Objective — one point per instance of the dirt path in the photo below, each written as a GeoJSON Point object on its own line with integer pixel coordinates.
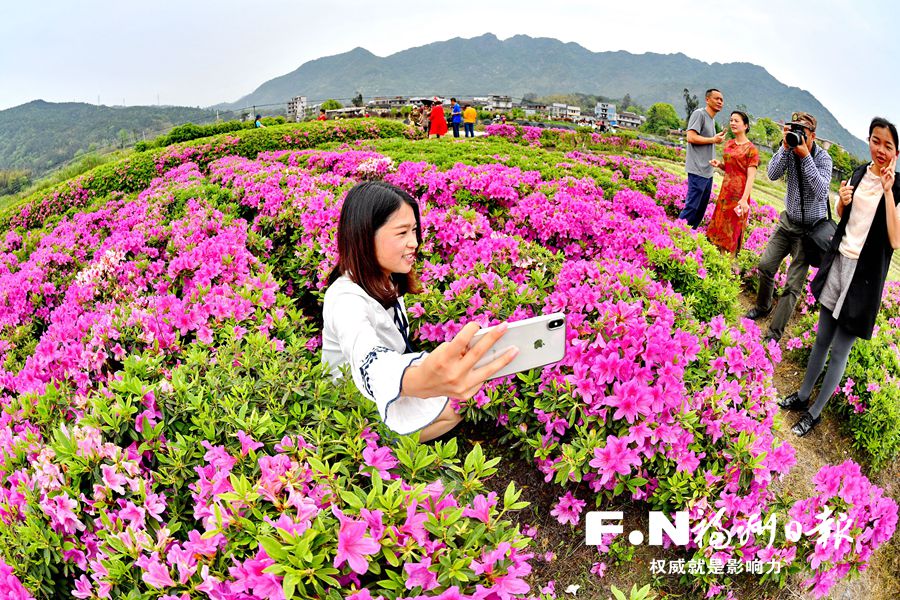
{"type": "Point", "coordinates": [570, 560]}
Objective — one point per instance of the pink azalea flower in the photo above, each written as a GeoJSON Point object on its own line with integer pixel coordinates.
{"type": "Point", "coordinates": [155, 573]}
{"type": "Point", "coordinates": [379, 458]}
{"type": "Point", "coordinates": [481, 507]}
{"type": "Point", "coordinates": [568, 509]}
{"type": "Point", "coordinates": [420, 575]}
{"type": "Point", "coordinates": [247, 443]}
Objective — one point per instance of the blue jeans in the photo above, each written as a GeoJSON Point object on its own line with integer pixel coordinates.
{"type": "Point", "coordinates": [699, 189]}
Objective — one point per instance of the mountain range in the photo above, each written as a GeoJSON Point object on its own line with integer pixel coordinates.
{"type": "Point", "coordinates": [39, 136]}
{"type": "Point", "coordinates": [521, 64]}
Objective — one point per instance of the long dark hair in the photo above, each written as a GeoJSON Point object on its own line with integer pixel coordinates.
{"type": "Point", "coordinates": [367, 207]}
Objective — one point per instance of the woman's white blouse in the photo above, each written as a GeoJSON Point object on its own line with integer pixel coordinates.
{"type": "Point", "coordinates": [360, 332]}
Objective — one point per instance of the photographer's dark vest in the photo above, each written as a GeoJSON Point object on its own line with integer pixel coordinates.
{"type": "Point", "coordinates": [864, 296]}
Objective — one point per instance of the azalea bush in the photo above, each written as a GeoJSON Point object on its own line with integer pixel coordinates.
{"type": "Point", "coordinates": [168, 429]}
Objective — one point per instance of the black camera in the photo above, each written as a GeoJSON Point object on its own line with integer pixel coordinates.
{"type": "Point", "coordinates": [796, 136]}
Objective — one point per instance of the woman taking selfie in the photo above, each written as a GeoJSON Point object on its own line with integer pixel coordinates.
{"type": "Point", "coordinates": [740, 161]}
{"type": "Point", "coordinates": [850, 281]}
{"type": "Point", "coordinates": [366, 325]}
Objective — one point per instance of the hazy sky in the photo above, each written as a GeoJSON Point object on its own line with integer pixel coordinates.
{"type": "Point", "coordinates": [201, 53]}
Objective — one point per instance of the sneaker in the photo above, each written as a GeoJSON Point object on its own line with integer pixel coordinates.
{"type": "Point", "coordinates": [757, 313]}
{"type": "Point", "coordinates": [792, 402]}
{"type": "Point", "coordinates": [806, 424]}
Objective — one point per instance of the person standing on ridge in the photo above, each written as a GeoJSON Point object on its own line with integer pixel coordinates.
{"type": "Point", "coordinates": [438, 120]}
{"type": "Point", "coordinates": [740, 159]}
{"type": "Point", "coordinates": [469, 117]}
{"type": "Point", "coordinates": [807, 169]}
{"type": "Point", "coordinates": [701, 138]}
{"type": "Point", "coordinates": [455, 116]}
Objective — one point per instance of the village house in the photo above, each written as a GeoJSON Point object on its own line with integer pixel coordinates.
{"type": "Point", "coordinates": [297, 109]}
{"type": "Point", "coordinates": [630, 120]}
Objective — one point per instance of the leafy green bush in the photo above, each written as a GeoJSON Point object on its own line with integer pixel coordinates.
{"type": "Point", "coordinates": [709, 287]}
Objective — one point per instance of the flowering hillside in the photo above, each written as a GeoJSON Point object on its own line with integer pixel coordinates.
{"type": "Point", "coordinates": [168, 432]}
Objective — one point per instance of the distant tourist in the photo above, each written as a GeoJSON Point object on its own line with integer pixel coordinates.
{"type": "Point", "coordinates": [366, 326]}
{"type": "Point", "coordinates": [469, 117]}
{"type": "Point", "coordinates": [455, 116]}
{"type": "Point", "coordinates": [700, 137]}
{"type": "Point", "coordinates": [850, 281]}
{"type": "Point", "coordinates": [740, 159]}
{"type": "Point", "coordinates": [438, 121]}
{"type": "Point", "coordinates": [413, 117]}
{"type": "Point", "coordinates": [807, 169]}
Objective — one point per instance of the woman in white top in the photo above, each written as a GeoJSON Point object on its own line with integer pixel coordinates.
{"type": "Point", "coordinates": [851, 279]}
{"type": "Point", "coordinates": [365, 323]}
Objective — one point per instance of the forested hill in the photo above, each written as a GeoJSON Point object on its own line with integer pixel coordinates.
{"type": "Point", "coordinates": [522, 64]}
{"type": "Point", "coordinates": [39, 136]}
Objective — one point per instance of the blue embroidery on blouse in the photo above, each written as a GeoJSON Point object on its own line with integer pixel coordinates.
{"type": "Point", "coordinates": [367, 362]}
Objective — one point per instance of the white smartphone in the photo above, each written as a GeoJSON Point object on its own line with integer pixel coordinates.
{"type": "Point", "coordinates": [541, 341]}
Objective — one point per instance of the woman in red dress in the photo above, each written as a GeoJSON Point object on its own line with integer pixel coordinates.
{"type": "Point", "coordinates": [741, 159]}
{"type": "Point", "coordinates": [438, 120]}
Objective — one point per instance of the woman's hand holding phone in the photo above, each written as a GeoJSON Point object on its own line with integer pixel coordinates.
{"type": "Point", "coordinates": [450, 370]}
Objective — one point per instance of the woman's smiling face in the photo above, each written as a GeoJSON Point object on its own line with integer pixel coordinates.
{"type": "Point", "coordinates": [882, 146]}
{"type": "Point", "coordinates": [395, 241]}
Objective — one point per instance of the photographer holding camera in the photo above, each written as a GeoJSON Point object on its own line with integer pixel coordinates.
{"type": "Point", "coordinates": [808, 171]}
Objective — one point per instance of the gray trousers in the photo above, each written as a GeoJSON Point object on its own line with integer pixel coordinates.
{"type": "Point", "coordinates": [785, 241]}
{"type": "Point", "coordinates": [829, 336]}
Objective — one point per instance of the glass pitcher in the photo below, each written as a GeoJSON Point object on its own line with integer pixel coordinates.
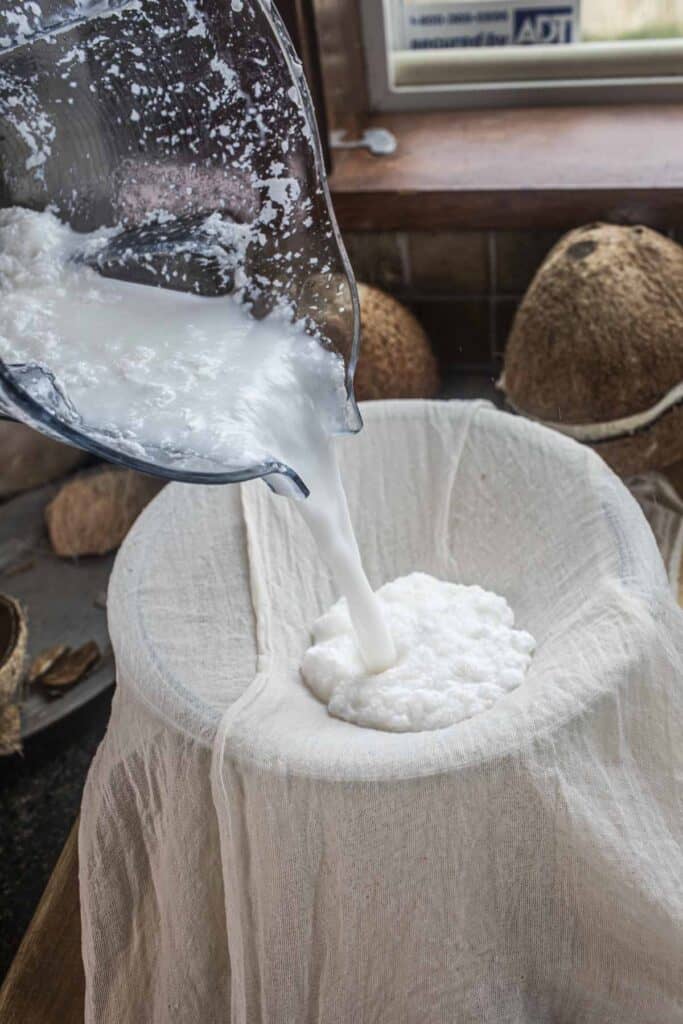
{"type": "Point", "coordinates": [187, 124]}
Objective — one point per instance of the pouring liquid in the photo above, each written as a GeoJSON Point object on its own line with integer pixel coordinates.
{"type": "Point", "coordinates": [142, 368]}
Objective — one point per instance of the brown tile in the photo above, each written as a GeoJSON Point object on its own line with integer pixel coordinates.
{"type": "Point", "coordinates": [460, 332]}
{"type": "Point", "coordinates": [376, 258]}
{"type": "Point", "coordinates": [504, 313]}
{"type": "Point", "coordinates": [518, 256]}
{"type": "Point", "coordinates": [450, 261]}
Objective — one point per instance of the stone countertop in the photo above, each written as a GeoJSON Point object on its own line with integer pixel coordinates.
{"type": "Point", "coordinates": [40, 797]}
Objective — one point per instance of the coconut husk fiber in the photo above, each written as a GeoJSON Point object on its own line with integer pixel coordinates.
{"type": "Point", "coordinates": [13, 636]}
{"type": "Point", "coordinates": [30, 460]}
{"type": "Point", "coordinates": [396, 359]}
{"type": "Point", "coordinates": [599, 337]}
{"type": "Point", "coordinates": [92, 513]}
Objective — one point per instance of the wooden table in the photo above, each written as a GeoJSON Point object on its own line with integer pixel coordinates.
{"type": "Point", "coordinates": [45, 983]}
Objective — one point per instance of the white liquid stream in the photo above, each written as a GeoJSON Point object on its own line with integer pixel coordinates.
{"type": "Point", "coordinates": [151, 366]}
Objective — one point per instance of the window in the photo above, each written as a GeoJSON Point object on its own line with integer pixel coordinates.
{"type": "Point", "coordinates": [436, 53]}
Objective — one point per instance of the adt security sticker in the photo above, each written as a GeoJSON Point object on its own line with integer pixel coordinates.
{"type": "Point", "coordinates": [488, 23]}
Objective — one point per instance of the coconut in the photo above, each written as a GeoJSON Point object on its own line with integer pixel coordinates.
{"type": "Point", "coordinates": [92, 513]}
{"type": "Point", "coordinates": [13, 634]}
{"type": "Point", "coordinates": [10, 729]}
{"type": "Point", "coordinates": [30, 460]}
{"type": "Point", "coordinates": [396, 359]}
{"type": "Point", "coordinates": [596, 348]}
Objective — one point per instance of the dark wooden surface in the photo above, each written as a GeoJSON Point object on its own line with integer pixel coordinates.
{"type": "Point", "coordinates": [45, 983]}
{"type": "Point", "coordinates": [517, 169]}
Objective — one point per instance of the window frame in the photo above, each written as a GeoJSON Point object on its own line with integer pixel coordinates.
{"type": "Point", "coordinates": [622, 86]}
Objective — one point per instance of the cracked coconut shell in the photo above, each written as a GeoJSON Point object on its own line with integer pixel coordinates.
{"type": "Point", "coordinates": [396, 359]}
{"type": "Point", "coordinates": [598, 338]}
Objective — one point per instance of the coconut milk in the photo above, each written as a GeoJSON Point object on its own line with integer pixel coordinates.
{"type": "Point", "coordinates": [143, 367]}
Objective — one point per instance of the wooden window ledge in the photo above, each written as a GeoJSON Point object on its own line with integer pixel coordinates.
{"type": "Point", "coordinates": [516, 169]}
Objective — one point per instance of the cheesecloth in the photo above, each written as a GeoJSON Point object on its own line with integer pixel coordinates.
{"type": "Point", "coordinates": [247, 858]}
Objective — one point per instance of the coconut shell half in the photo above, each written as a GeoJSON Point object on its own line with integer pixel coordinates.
{"type": "Point", "coordinates": [597, 343]}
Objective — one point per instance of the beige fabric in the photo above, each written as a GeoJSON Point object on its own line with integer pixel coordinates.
{"type": "Point", "coordinates": [523, 866]}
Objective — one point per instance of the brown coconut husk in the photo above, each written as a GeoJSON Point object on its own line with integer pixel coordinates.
{"type": "Point", "coordinates": [654, 448]}
{"type": "Point", "coordinates": [396, 359]}
{"type": "Point", "coordinates": [30, 460]}
{"type": "Point", "coordinates": [10, 730]}
{"type": "Point", "coordinates": [599, 337]}
{"type": "Point", "coordinates": [13, 636]}
{"type": "Point", "coordinates": [92, 513]}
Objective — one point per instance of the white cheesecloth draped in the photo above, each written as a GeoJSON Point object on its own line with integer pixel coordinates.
{"type": "Point", "coordinates": [245, 857]}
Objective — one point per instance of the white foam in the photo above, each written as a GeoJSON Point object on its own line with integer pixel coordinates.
{"type": "Point", "coordinates": [458, 654]}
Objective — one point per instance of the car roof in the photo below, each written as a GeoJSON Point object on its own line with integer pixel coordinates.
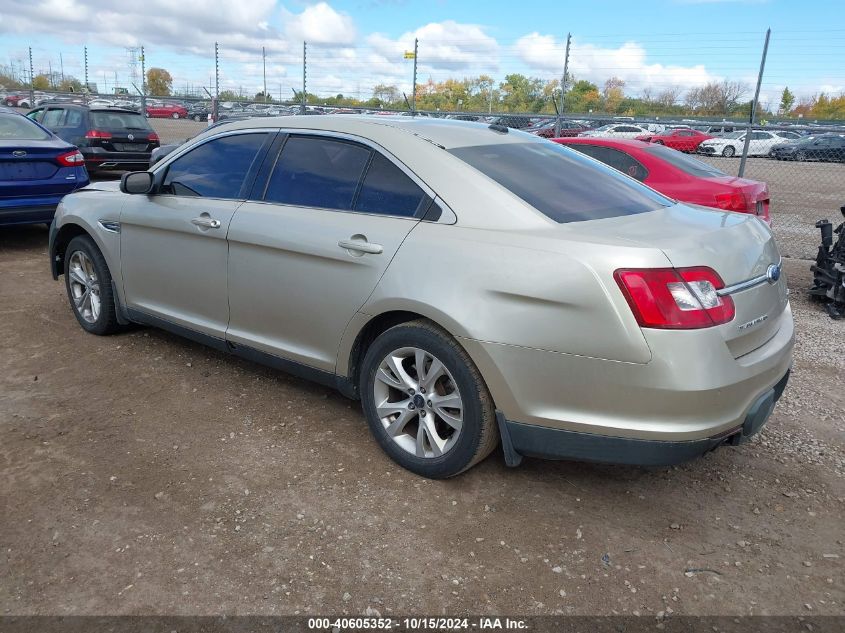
{"type": "Point", "coordinates": [620, 143]}
{"type": "Point", "coordinates": [446, 133]}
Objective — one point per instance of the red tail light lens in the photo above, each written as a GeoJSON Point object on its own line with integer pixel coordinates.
{"type": "Point", "coordinates": [675, 298]}
{"type": "Point", "coordinates": [97, 134]}
{"type": "Point", "coordinates": [734, 201]}
{"type": "Point", "coordinates": [73, 158]}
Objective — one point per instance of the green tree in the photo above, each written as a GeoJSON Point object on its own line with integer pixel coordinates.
{"type": "Point", "coordinates": [787, 100]}
{"type": "Point", "coordinates": [159, 82]}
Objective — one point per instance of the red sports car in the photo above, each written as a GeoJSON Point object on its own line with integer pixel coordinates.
{"type": "Point", "coordinates": [167, 110]}
{"type": "Point", "coordinates": [681, 139]}
{"type": "Point", "coordinates": [676, 175]}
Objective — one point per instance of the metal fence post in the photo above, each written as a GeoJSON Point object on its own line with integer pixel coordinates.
{"type": "Point", "coordinates": [143, 83]}
{"type": "Point", "coordinates": [563, 84]}
{"type": "Point", "coordinates": [749, 131]}
{"type": "Point", "coordinates": [215, 103]}
{"type": "Point", "coordinates": [31, 81]}
{"type": "Point", "coordinates": [414, 87]}
{"type": "Point", "coordinates": [87, 91]}
{"type": "Point", "coordinates": [304, 74]}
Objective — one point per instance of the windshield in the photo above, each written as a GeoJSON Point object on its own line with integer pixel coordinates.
{"type": "Point", "coordinates": [685, 163]}
{"type": "Point", "coordinates": [112, 120]}
{"type": "Point", "coordinates": [561, 183]}
{"type": "Point", "coordinates": [14, 127]}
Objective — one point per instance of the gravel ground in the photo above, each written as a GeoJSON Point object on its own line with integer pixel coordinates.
{"type": "Point", "coordinates": [143, 474]}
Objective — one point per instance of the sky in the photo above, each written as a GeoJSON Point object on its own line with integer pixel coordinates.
{"type": "Point", "coordinates": [356, 44]}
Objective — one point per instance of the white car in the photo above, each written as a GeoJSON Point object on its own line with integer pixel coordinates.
{"type": "Point", "coordinates": [732, 144]}
{"type": "Point", "coordinates": [617, 130]}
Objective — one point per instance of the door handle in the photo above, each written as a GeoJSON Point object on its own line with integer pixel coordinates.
{"type": "Point", "coordinates": [361, 246]}
{"type": "Point", "coordinates": [206, 222]}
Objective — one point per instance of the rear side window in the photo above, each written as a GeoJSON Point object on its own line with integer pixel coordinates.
{"type": "Point", "coordinates": [559, 182]}
{"type": "Point", "coordinates": [216, 169]}
{"type": "Point", "coordinates": [387, 190]}
{"type": "Point", "coordinates": [617, 159]}
{"type": "Point", "coordinates": [14, 127]}
{"type": "Point", "coordinates": [686, 164]}
{"type": "Point", "coordinates": [317, 172]}
{"type": "Point", "coordinates": [104, 120]}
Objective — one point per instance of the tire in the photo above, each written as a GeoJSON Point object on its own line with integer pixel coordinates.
{"type": "Point", "coordinates": [86, 270]}
{"type": "Point", "coordinates": [462, 447]}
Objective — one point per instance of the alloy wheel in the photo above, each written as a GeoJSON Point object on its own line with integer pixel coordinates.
{"type": "Point", "coordinates": [84, 286]}
{"type": "Point", "coordinates": [418, 402]}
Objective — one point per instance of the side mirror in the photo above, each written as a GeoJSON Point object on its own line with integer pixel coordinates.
{"type": "Point", "coordinates": [137, 182]}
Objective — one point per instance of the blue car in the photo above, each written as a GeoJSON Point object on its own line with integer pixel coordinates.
{"type": "Point", "coordinates": [37, 169]}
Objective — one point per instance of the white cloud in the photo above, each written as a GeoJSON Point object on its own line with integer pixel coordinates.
{"type": "Point", "coordinates": [319, 24]}
{"type": "Point", "coordinates": [595, 63]}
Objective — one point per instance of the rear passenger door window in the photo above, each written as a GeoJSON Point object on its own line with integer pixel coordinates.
{"type": "Point", "coordinates": [317, 172]}
{"type": "Point", "coordinates": [216, 169]}
{"type": "Point", "coordinates": [340, 175]}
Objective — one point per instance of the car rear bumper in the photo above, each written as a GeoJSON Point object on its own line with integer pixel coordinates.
{"type": "Point", "coordinates": [549, 443]}
{"type": "Point", "coordinates": [97, 159]}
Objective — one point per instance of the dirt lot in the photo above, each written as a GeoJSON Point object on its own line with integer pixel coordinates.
{"type": "Point", "coordinates": [145, 474]}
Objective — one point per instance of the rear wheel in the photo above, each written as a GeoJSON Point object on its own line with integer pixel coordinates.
{"type": "Point", "coordinates": [89, 287]}
{"type": "Point", "coordinates": [425, 401]}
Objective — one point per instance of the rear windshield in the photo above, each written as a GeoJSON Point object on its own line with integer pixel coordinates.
{"type": "Point", "coordinates": [14, 127]}
{"type": "Point", "coordinates": [561, 183]}
{"type": "Point", "coordinates": [686, 164]}
{"type": "Point", "coordinates": [105, 120]}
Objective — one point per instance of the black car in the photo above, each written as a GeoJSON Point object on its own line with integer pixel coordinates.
{"type": "Point", "coordinates": [823, 147]}
{"type": "Point", "coordinates": [109, 138]}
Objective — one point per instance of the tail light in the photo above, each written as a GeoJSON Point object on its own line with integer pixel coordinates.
{"type": "Point", "coordinates": [675, 298]}
{"type": "Point", "coordinates": [73, 158]}
{"type": "Point", "coordinates": [97, 134]}
{"type": "Point", "coordinates": [733, 201]}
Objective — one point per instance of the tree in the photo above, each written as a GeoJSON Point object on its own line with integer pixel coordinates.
{"type": "Point", "coordinates": [159, 82]}
{"type": "Point", "coordinates": [787, 100]}
{"type": "Point", "coordinates": [613, 93]}
{"type": "Point", "coordinates": [41, 82]}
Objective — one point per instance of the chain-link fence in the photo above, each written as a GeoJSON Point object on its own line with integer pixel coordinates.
{"type": "Point", "coordinates": [555, 84]}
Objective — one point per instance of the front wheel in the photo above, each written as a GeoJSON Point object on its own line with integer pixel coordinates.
{"type": "Point", "coordinates": [425, 401]}
{"type": "Point", "coordinates": [89, 287]}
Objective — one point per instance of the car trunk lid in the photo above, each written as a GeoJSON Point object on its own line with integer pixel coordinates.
{"type": "Point", "coordinates": [739, 247]}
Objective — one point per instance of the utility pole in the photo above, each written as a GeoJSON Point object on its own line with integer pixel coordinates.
{"type": "Point", "coordinates": [31, 82]}
{"type": "Point", "coordinates": [215, 103]}
{"type": "Point", "coordinates": [563, 84]}
{"type": "Point", "coordinates": [414, 93]}
{"type": "Point", "coordinates": [143, 83]}
{"type": "Point", "coordinates": [304, 69]}
{"type": "Point", "coordinates": [751, 118]}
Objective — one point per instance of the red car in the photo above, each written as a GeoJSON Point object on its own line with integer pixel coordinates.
{"type": "Point", "coordinates": [167, 110]}
{"type": "Point", "coordinates": [681, 139]}
{"type": "Point", "coordinates": [676, 175]}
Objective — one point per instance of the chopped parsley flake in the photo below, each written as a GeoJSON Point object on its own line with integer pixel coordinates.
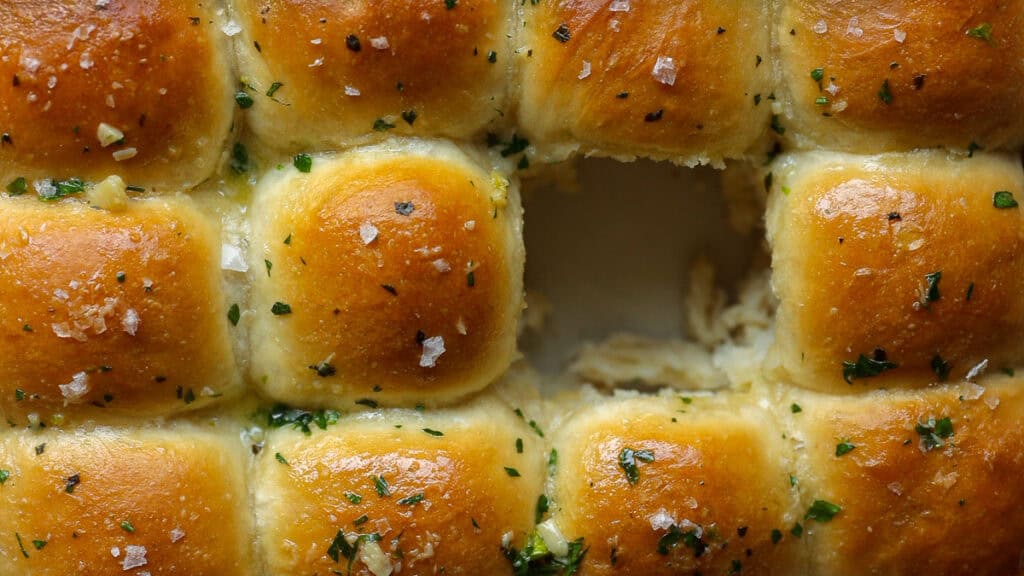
{"type": "Point", "coordinates": [244, 99]}
{"type": "Point", "coordinates": [981, 32]}
{"type": "Point", "coordinates": [1004, 199]}
{"type": "Point", "coordinates": [233, 315]}
{"type": "Point", "coordinates": [940, 367]}
{"type": "Point", "coordinates": [933, 433]}
{"type": "Point", "coordinates": [562, 34]}
{"type": "Point", "coordinates": [303, 162]}
{"type": "Point", "coordinates": [17, 187]}
{"type": "Point", "coordinates": [282, 415]}
{"type": "Point", "coordinates": [381, 486]}
{"type": "Point", "coordinates": [866, 367]}
{"type": "Point", "coordinates": [844, 448]}
{"type": "Point", "coordinates": [822, 510]}
{"type": "Point", "coordinates": [628, 461]}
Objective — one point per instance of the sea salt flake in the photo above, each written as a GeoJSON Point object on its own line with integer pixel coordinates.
{"type": "Point", "coordinates": [665, 71]}
{"type": "Point", "coordinates": [433, 347]}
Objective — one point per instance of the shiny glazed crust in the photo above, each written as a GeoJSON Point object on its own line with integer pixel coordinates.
{"type": "Point", "coordinates": [155, 70]}
{"type": "Point", "coordinates": [857, 243]}
{"type": "Point", "coordinates": [401, 266]}
{"type": "Point", "coordinates": [98, 316]}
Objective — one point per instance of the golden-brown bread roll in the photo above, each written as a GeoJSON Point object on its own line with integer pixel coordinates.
{"type": "Point", "coordinates": [676, 485]}
{"type": "Point", "coordinates": [334, 73]}
{"type": "Point", "coordinates": [868, 76]}
{"type": "Point", "coordinates": [139, 88]}
{"type": "Point", "coordinates": [919, 482]}
{"type": "Point", "coordinates": [399, 491]}
{"type": "Point", "coordinates": [393, 273]}
{"type": "Point", "coordinates": [120, 501]}
{"type": "Point", "coordinates": [895, 270]}
{"type": "Point", "coordinates": [686, 81]}
{"type": "Point", "coordinates": [111, 312]}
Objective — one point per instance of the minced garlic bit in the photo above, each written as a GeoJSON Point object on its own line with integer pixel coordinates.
{"type": "Point", "coordinates": [110, 194]}
{"type": "Point", "coordinates": [585, 72]}
{"type": "Point", "coordinates": [433, 347]}
{"type": "Point", "coordinates": [665, 71]}
{"type": "Point", "coordinates": [108, 134]}
{"type": "Point", "coordinates": [368, 233]}
{"type": "Point", "coordinates": [77, 388]}
{"type": "Point", "coordinates": [134, 558]}
{"type": "Point", "coordinates": [125, 154]}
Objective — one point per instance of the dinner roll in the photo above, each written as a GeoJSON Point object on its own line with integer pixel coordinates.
{"type": "Point", "coordinates": [392, 273]}
{"type": "Point", "coordinates": [913, 482]}
{"type": "Point", "coordinates": [123, 501]}
{"type": "Point", "coordinates": [869, 76]}
{"type": "Point", "coordinates": [340, 72]}
{"type": "Point", "coordinates": [896, 270]}
{"type": "Point", "coordinates": [686, 81]}
{"type": "Point", "coordinates": [676, 485]}
{"type": "Point", "coordinates": [111, 312]}
{"type": "Point", "coordinates": [400, 491]}
{"type": "Point", "coordinates": [139, 88]}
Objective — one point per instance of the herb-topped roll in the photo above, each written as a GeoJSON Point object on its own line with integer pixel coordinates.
{"type": "Point", "coordinates": [140, 88]}
{"type": "Point", "coordinates": [111, 311]}
{"type": "Point", "coordinates": [675, 485]}
{"type": "Point", "coordinates": [896, 270]}
{"type": "Point", "coordinates": [393, 274]}
{"type": "Point", "coordinates": [867, 76]}
{"type": "Point", "coordinates": [397, 491]}
{"type": "Point", "coordinates": [912, 482]}
{"type": "Point", "coordinates": [124, 501]}
{"type": "Point", "coordinates": [320, 75]}
{"type": "Point", "coordinates": [686, 81]}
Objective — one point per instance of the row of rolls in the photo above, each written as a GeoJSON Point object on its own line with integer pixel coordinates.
{"type": "Point", "coordinates": [393, 274]}
{"type": "Point", "coordinates": [772, 481]}
{"type": "Point", "coordinates": [154, 90]}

· · ·

Exactly reproduce the lines of the data above that run from the line containing "Objective — one point per instance of the row" through the final one.

- [Answer space]:
Objective — one point per instance of the row of rolls in the photo above, each written as a GeoJSON Point object on its own line with integer pixel coordinates.
{"type": "Point", "coordinates": [393, 274]}
{"type": "Point", "coordinates": [772, 481]}
{"type": "Point", "coordinates": [154, 90]}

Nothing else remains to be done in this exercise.